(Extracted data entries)
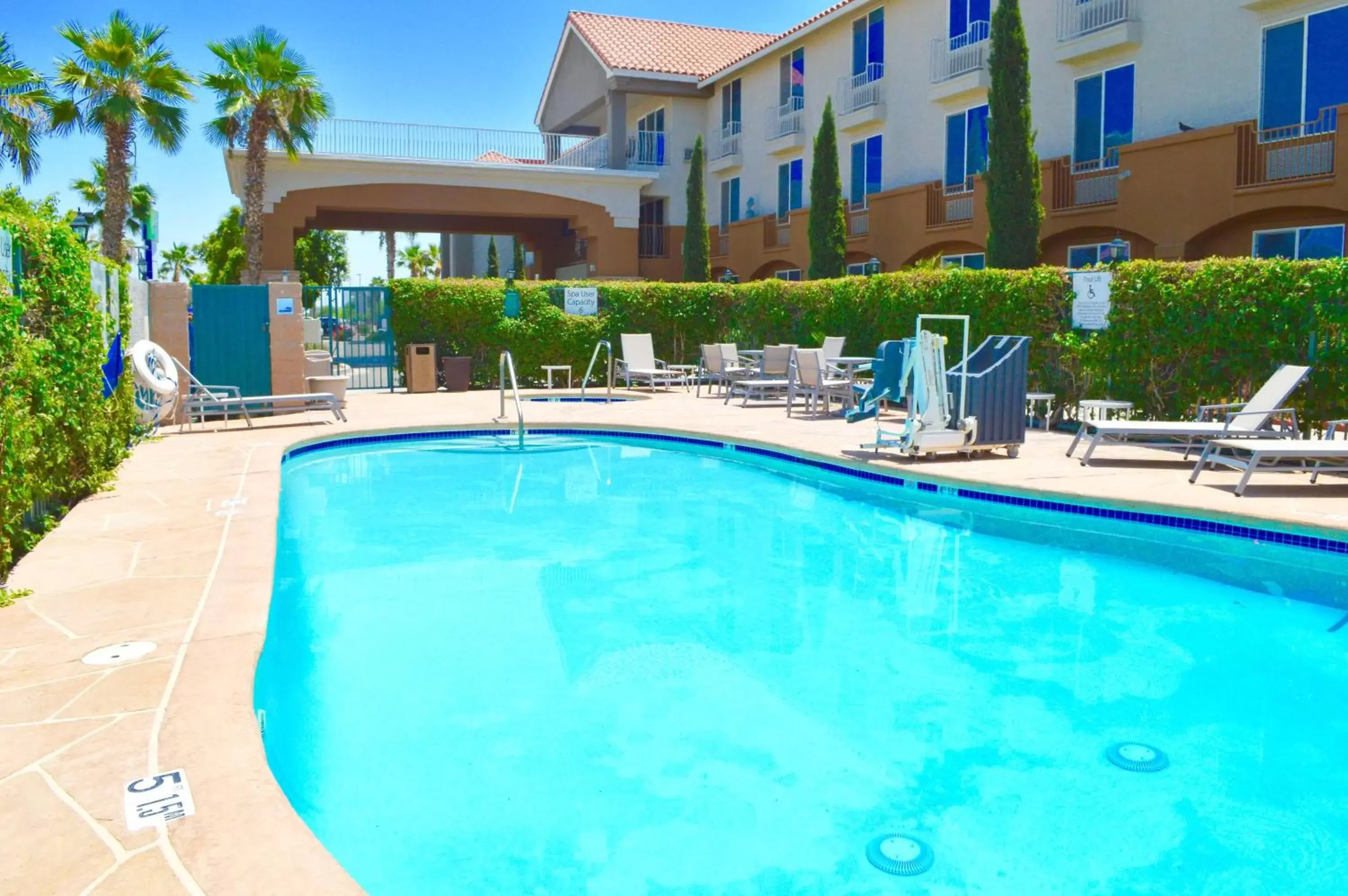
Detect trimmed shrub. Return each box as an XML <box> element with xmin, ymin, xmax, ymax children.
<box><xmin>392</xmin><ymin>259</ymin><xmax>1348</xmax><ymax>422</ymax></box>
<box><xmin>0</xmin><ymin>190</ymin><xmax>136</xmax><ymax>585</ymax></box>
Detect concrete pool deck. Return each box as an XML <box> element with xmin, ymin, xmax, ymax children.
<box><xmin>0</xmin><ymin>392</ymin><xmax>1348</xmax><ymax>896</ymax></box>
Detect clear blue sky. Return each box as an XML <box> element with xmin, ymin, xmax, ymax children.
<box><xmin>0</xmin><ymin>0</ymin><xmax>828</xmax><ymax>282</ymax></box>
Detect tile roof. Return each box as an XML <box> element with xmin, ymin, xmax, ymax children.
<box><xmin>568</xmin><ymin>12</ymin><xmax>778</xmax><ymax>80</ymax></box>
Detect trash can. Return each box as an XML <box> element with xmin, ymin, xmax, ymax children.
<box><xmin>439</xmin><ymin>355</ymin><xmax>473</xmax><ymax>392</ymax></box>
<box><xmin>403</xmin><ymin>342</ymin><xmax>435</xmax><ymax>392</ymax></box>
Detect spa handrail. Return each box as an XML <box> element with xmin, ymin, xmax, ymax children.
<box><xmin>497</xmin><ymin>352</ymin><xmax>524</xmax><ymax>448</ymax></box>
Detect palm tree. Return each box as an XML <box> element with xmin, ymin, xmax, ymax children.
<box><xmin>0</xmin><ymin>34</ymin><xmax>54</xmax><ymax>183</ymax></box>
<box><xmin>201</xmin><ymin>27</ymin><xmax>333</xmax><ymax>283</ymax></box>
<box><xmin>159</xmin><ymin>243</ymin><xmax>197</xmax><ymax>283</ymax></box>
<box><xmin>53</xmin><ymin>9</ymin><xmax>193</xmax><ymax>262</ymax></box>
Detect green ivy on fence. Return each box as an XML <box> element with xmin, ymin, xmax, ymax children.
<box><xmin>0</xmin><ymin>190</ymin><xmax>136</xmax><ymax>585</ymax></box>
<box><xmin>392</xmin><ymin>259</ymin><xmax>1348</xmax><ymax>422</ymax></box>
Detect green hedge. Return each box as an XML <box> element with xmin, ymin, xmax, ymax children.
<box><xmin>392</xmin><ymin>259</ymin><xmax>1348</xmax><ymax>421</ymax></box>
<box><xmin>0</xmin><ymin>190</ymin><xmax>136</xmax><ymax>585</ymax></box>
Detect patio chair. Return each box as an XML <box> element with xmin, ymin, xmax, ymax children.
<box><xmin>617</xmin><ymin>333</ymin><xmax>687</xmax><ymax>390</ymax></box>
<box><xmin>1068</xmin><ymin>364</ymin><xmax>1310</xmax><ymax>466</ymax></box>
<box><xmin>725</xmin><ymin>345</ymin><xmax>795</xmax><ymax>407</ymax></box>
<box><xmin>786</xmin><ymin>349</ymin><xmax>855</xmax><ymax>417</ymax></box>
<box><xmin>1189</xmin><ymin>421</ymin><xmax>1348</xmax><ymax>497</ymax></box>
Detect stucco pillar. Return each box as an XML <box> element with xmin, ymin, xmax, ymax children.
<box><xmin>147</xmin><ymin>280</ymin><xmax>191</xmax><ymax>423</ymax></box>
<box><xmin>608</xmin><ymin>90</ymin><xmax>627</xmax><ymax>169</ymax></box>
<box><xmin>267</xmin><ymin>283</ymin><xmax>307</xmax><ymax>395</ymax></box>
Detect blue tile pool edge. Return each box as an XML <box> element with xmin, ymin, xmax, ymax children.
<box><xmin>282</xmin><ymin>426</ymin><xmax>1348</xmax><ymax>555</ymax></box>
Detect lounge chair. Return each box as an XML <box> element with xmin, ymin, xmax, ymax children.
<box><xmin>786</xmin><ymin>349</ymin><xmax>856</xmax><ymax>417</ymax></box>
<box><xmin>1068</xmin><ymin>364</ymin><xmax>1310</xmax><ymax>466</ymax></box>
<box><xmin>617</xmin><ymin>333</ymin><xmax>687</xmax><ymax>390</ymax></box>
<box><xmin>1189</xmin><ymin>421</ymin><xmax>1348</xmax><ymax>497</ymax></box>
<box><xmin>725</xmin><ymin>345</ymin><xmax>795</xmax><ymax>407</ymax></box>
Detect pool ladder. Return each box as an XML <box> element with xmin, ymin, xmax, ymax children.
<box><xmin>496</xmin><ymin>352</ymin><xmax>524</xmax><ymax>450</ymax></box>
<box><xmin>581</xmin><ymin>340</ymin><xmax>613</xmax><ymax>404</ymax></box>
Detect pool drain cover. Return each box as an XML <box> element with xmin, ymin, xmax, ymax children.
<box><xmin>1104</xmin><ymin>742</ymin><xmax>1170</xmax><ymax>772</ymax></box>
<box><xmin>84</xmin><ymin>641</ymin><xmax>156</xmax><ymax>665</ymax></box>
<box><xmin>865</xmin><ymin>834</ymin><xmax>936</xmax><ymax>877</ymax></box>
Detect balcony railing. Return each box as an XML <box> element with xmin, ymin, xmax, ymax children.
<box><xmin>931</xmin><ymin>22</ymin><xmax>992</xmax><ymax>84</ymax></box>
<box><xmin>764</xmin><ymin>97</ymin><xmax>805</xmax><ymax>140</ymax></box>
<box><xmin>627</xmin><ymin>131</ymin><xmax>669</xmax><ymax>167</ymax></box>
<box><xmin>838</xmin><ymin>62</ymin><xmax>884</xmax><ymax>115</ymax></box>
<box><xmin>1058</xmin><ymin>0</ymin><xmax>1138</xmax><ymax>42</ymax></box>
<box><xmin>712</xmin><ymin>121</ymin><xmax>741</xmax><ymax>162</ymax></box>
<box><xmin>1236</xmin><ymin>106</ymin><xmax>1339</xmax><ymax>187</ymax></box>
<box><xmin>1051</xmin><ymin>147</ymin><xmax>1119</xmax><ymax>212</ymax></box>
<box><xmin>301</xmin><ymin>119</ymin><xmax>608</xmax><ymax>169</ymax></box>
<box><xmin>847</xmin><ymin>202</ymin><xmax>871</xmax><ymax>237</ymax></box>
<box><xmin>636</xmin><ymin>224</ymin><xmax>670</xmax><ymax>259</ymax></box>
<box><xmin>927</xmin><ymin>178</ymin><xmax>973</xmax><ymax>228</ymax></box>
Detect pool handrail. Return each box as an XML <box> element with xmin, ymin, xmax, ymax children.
* * *
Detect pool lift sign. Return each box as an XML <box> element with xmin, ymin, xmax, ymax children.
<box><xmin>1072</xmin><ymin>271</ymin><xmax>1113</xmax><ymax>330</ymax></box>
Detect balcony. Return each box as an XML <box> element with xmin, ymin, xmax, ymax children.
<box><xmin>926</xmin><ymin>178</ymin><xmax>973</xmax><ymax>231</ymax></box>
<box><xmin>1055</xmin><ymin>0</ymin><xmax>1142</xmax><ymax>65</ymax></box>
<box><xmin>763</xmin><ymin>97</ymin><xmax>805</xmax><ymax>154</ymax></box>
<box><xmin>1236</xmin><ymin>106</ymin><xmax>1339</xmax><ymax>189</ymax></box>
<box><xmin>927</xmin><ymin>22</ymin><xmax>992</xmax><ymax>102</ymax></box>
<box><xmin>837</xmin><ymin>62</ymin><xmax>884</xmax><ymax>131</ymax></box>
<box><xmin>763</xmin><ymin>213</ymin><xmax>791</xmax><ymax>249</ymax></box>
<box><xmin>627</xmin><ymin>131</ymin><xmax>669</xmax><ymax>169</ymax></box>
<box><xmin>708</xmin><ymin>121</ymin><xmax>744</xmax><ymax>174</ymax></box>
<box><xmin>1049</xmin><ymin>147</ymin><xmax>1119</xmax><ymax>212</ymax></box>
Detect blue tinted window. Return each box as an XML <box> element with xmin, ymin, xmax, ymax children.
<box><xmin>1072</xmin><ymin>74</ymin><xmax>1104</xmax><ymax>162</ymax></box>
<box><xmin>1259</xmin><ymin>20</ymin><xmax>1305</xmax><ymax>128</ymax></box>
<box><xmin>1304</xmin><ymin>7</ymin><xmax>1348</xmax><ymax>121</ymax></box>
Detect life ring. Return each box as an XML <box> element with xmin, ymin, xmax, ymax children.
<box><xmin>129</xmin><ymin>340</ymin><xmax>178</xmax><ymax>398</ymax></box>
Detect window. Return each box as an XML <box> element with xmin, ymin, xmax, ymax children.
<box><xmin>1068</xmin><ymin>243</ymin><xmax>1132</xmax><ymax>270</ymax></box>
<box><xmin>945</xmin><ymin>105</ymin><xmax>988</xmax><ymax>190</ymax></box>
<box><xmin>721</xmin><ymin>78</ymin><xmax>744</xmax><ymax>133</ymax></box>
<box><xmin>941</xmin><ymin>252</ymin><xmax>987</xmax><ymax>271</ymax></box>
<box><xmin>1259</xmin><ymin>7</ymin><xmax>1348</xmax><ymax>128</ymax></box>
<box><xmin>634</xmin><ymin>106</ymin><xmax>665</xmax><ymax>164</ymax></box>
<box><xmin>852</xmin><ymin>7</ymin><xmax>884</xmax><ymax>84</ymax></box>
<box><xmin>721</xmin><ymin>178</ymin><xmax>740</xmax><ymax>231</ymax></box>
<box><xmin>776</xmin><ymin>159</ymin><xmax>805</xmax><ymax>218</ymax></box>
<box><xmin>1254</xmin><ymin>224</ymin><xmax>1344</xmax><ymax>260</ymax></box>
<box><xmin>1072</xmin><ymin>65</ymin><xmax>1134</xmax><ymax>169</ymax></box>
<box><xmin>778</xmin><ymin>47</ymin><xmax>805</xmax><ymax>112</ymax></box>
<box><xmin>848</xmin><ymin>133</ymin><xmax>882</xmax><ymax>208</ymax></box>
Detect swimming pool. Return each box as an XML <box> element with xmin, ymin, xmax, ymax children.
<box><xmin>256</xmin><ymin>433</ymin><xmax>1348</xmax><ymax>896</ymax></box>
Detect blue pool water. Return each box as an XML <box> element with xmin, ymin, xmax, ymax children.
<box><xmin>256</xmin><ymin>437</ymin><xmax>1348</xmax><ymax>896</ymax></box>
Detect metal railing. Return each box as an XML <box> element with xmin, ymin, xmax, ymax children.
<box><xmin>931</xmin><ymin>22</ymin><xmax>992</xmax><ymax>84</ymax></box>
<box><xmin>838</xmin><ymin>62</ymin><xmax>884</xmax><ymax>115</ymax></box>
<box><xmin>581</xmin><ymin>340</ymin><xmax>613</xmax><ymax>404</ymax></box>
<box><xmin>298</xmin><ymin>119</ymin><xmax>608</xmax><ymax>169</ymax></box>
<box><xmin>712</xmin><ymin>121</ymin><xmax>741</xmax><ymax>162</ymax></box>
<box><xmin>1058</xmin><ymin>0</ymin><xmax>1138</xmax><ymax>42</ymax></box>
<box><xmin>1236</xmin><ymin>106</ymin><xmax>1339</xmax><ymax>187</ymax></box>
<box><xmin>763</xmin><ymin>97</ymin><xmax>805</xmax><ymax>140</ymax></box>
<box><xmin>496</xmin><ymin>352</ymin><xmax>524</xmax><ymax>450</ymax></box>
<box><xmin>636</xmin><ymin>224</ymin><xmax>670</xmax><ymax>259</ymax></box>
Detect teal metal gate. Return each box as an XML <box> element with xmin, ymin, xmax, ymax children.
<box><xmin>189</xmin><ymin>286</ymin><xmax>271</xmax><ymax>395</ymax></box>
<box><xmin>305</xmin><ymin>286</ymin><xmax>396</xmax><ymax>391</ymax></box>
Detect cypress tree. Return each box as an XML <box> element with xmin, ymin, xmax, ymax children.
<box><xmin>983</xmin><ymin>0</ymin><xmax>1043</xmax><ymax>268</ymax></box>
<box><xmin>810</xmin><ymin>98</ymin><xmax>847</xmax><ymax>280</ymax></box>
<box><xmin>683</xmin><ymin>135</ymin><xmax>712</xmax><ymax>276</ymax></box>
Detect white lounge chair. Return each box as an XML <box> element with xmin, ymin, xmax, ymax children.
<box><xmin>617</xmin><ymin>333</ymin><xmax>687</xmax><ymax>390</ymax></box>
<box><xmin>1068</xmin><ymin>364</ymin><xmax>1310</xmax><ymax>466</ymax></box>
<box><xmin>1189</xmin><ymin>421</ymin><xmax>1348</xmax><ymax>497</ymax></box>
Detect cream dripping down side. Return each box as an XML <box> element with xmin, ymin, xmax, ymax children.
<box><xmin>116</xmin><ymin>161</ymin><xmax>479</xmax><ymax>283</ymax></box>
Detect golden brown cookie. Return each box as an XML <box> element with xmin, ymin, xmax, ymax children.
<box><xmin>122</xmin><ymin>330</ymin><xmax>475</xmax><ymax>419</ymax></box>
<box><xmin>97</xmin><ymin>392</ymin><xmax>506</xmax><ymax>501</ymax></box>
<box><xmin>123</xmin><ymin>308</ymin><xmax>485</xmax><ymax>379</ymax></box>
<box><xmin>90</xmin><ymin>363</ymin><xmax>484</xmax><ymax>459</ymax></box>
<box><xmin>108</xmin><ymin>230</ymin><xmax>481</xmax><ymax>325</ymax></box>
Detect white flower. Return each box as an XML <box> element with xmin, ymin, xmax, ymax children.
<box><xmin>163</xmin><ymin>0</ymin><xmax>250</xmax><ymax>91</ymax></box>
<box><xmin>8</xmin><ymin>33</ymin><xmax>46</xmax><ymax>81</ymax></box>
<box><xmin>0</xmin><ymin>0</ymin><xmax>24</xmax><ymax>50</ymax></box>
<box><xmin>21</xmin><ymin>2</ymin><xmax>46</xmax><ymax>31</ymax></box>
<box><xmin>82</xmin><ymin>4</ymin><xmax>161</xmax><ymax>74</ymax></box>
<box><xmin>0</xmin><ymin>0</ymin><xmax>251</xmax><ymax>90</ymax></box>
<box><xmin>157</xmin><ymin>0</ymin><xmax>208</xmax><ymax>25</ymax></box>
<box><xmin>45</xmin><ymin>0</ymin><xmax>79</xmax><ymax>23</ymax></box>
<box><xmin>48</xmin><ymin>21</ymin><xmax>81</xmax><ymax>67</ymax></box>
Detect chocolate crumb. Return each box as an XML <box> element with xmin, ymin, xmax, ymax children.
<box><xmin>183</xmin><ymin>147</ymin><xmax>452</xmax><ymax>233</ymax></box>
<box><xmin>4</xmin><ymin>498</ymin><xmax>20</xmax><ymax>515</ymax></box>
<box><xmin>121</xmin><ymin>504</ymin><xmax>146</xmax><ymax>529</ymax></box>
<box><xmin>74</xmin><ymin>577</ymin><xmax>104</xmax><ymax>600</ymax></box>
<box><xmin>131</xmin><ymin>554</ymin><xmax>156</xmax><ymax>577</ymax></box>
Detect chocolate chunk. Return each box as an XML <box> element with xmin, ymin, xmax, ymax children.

# Exercise
Identify every line of the records above that holds the word "chocolate", and copy each such line. Case counts.

# Response to this task
Detect chocolate crumb. Return each box as an XML <box> element with xmin, ymin, xmax, ymax children.
Detect chocolate chunk. Return each box as an XML <box> element with xmin, ymin, xmax, ymax children.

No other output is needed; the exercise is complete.